Locate the line that contains "y=165, one point per instance.". Print it and every subsequent line through the final line of the records, exactly and only those.

────

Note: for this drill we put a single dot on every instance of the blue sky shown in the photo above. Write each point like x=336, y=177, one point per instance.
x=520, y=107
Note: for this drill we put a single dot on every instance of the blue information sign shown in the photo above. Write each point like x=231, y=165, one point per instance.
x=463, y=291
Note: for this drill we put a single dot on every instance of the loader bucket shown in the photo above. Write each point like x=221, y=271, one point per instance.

────

- _Exercise solution_:
Note: for this drill we put a single dot on every instance of the blue information sign shown in the photo above. Write each point like x=231, y=165, one point per instance.
x=463, y=291
Note: for this drill we put a single dot on every instance of the loader bucket shown in the photo above. Write each point like x=221, y=271, one point per instance.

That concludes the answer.